**Document excerpt**:
In my last mediator's perspective post, I provided a framework by which I thought both MBIA and BAC could obtain from settlement what they needed, although not necessarily all that they wanted.  In that post, just to give some concreteness to the discussion, I assigned a notional value to BAC of this settlement at a negative (that is, a net payment to MBIA) $2 billion.

Assuming that this settlement value is correct for the sake of analysis, BAC would compare this settlement value to the value of BAC's BATNA.  It is not difficult to assess how BAC views its BATNA; BAC has pursued a litigation strategy of dragging the proceedings out and litigating every issue in an effort to wear down and impoverish MBIA, thereby using its superior resources to force MBIA to accept what MBIA would consider to be an "uneconomic" settlement.

If BAC were to prevail in the Article 78 proceeding, or if a rehabilitation or insolvency proceeding of Securitization Sub would create a cross-default to MBIA's public debt, BAC's litigation posture and its ability to pursue its BATNA would be substantially strengthened, and BAC's threat to continue the litigation would create significant pain for MBIA.  So one might consider that if these options remained available to BAC, BAC would value its BATNA as substantially greater than settlement value (ie a lesser net payment to MBIA than $2 billion). 

However, it appears that BAC will lose the Article 78 (though we must wait for Justice Kapnick's decision to be sure), and MBIA eliminated the cross-default scenario with its recently completed note consent solicitation.

**Exercise prompt**:
Copy out the passage of the MBIA and BAC settlement commentary that begins with the words "In my last mediator's" and ends after "MBIA) $2 billion.".

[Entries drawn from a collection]
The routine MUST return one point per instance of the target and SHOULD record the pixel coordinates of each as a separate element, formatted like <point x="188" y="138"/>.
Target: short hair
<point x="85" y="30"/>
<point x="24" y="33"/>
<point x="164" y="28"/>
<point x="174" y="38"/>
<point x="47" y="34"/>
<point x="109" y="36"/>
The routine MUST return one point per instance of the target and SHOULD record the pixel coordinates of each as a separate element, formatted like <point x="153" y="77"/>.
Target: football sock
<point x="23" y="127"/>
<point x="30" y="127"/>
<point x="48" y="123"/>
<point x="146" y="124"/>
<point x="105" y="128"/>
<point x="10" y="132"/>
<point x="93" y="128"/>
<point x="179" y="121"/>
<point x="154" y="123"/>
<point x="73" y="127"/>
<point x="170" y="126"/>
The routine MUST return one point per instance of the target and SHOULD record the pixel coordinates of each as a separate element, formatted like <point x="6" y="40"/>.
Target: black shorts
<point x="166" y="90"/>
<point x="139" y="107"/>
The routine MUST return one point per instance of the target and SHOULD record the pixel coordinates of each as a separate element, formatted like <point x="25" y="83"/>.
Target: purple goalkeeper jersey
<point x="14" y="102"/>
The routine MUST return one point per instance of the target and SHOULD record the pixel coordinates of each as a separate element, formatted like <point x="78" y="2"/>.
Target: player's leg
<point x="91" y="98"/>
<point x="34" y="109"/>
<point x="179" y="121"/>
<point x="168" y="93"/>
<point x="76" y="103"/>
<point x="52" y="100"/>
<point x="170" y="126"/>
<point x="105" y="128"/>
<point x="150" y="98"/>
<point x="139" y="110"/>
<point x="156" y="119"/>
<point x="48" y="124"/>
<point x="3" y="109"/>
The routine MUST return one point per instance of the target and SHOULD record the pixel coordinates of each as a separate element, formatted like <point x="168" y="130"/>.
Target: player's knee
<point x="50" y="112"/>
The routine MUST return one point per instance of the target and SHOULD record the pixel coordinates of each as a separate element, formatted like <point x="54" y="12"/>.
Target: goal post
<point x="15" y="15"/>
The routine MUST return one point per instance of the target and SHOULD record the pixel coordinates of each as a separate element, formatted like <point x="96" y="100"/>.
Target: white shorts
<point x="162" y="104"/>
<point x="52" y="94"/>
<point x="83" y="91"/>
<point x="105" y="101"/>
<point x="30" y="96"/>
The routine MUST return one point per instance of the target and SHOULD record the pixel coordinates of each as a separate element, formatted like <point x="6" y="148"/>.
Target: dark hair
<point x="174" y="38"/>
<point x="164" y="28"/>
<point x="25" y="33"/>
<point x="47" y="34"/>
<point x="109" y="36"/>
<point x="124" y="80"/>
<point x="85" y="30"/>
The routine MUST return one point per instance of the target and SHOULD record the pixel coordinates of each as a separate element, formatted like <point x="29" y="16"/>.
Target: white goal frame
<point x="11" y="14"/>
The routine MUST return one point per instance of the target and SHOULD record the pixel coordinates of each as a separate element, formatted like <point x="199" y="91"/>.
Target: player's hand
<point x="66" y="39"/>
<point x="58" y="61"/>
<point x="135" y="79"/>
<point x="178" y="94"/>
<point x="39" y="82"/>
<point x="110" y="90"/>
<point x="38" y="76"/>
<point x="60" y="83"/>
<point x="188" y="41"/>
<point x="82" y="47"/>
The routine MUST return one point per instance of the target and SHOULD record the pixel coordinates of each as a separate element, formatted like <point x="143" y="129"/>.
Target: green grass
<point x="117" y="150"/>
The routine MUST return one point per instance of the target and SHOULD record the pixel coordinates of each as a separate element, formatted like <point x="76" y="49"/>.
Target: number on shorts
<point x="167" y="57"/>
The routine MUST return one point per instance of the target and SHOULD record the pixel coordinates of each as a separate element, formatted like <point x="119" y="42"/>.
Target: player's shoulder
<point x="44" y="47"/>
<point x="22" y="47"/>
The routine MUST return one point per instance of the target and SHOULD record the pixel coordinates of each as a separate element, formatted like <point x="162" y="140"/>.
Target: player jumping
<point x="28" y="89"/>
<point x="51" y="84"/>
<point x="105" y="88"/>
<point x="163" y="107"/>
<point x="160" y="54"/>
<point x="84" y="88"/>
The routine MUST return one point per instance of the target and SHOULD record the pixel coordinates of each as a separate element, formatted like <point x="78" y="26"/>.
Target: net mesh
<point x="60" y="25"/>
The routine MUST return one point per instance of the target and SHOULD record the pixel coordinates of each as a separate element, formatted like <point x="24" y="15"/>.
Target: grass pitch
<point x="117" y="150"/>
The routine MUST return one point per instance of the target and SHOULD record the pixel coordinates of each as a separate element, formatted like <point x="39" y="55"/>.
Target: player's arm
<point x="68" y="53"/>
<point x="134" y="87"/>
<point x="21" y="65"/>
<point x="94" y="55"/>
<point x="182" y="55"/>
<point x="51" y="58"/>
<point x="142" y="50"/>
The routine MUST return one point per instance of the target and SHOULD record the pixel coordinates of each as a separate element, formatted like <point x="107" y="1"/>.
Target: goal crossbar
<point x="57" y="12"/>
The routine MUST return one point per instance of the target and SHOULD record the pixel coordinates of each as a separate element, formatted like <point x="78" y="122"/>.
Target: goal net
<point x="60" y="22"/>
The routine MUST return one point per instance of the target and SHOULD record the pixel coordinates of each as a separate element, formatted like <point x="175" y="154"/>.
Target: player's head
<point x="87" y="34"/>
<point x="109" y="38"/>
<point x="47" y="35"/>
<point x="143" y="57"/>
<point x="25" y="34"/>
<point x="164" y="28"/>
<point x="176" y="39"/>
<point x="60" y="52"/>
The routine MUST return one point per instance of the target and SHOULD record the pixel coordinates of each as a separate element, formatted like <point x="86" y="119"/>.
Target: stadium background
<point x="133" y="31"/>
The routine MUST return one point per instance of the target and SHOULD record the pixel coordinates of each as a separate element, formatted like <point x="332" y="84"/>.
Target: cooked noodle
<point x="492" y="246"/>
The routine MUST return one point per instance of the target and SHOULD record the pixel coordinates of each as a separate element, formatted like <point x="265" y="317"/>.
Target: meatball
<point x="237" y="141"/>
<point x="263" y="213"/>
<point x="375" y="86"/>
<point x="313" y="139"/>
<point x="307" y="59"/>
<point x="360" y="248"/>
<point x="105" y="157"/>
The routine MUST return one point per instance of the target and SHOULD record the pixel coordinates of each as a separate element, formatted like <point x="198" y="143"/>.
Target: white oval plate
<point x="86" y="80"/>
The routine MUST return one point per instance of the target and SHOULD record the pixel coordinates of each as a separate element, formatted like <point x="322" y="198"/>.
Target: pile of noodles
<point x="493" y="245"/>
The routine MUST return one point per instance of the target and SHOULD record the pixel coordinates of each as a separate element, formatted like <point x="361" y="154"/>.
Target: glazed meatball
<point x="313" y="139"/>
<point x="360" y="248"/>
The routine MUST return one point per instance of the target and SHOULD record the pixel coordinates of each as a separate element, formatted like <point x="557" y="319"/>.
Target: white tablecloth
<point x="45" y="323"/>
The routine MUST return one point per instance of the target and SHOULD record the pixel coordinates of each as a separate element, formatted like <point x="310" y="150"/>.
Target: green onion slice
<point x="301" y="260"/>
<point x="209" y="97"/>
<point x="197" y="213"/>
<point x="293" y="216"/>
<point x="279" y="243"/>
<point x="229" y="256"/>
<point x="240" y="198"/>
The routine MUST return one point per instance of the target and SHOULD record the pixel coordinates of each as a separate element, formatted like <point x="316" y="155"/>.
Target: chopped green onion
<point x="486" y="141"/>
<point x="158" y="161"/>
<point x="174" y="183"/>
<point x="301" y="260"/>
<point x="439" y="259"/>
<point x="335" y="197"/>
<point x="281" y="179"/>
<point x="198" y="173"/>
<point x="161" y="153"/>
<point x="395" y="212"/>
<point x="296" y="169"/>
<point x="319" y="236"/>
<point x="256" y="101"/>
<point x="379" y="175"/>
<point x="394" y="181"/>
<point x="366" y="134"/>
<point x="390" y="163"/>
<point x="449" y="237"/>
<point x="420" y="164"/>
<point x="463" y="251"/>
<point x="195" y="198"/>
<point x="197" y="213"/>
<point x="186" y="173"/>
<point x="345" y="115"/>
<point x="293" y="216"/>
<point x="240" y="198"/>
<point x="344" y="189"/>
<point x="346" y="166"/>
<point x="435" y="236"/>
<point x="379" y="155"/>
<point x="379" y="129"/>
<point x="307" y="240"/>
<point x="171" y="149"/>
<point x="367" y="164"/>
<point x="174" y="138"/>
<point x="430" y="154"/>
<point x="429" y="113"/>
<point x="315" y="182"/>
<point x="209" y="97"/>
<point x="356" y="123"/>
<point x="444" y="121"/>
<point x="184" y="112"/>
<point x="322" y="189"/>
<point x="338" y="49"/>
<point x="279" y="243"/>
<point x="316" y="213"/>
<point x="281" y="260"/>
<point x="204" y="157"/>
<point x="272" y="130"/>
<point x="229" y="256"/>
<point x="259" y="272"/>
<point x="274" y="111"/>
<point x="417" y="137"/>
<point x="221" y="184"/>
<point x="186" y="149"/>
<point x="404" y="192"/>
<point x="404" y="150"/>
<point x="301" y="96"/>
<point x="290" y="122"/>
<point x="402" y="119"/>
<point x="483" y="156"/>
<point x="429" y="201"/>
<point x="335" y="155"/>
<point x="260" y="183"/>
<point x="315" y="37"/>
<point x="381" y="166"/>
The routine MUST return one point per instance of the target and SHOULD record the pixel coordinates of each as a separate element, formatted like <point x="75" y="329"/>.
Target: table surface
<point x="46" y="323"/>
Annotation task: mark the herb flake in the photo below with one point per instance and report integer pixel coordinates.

**Full response**:
In my last mediator's perspective post, I provided a framework by which I thought both MBIA and BAC could obtain from settlement what they needed, although not necessarily all that they wanted.  In that post, just to give some concreteness to the discussion, I assigned a notional value to BAC of this settlement at a negative (that is, a net payment to MBIA) $2 billion.